Text shown:
^^^^

After the background checks and the interviews, which were counted as numerous in the Gestapo report, though in reality there were probably no more than two or three, Dreyfus was selected to leave Paris on May 20, 1943. He was told to arrive at the salon on that day, and he would then be taken to a secret location to receive vaccinations and await departure. Gestapo agents planned to follow him, catching the members of the organization in the act of accepting payment. Once this was accomplished, one Gestapo report noted, they could search the headquarters, identify the people who furnished the false papers, and, of course, seize the organization’s assets, which were assumed to consist of “many millions of francs.”

At the appointed time, Dreyfus made the connection with Dr. Eugène, and the two men left the hair salon headed toward the Place de la Concorde. Somewhere on the Champs-Élysées, likely inside the métro station, they managed to elude the Gestapo agents and disappear. Dr. Eugène was evidently quick on his feet. Had Dreyfus, convinced of the doctor’s services to the Resistance, tipped him off about the trap?

Jodkum, furious at the failure, prepared to infiltrate the organization a second time. An agent quickly secured a meeting for four days later. But before that occurred, another German organization intervened.

UNBEKNOWNST to Jodkum, a separate subsection of the Gestapo had also been investigating the alleged escape organization. Parallel organizations with similar and indeed rival aims were notorious in the Third Reich, but this only partly explains the duplication. Jodkum had investigated the agency for its rumored assistance to Jews hoping to escape Occupied Paris. The second organization, suboffice IV E-3, which dealt with military security and counterintelligence, was concerned because of its alleged help to German soldiers who preferred to desert, rather than risk a transfer to the Eastern Front in the war against the Soviet Union.

^^^^

Exercise data:
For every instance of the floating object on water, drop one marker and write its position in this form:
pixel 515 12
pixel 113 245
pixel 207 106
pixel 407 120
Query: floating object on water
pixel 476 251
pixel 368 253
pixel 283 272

^^^^

Task details: Please write out the passage about Dreyfus again, starting with "At the appointed" and going on through "about the trap?", with "barbershop" substituted for "hair salon".

Output of the exercise:
At the appointed time, Dreyfus made the connection with Dr. Eugène, and the two men left the barbershop headed toward the Place de la Concorde. Somewhere on the Champs-Élysées, likely inside the métro station, they managed to elude the Gestapo agents and disappear. Dr. Eugène was evidently quick on his feet. Had Dreyfus, convinced of the doctor’s services to the Resistance, tipped him off about the trap?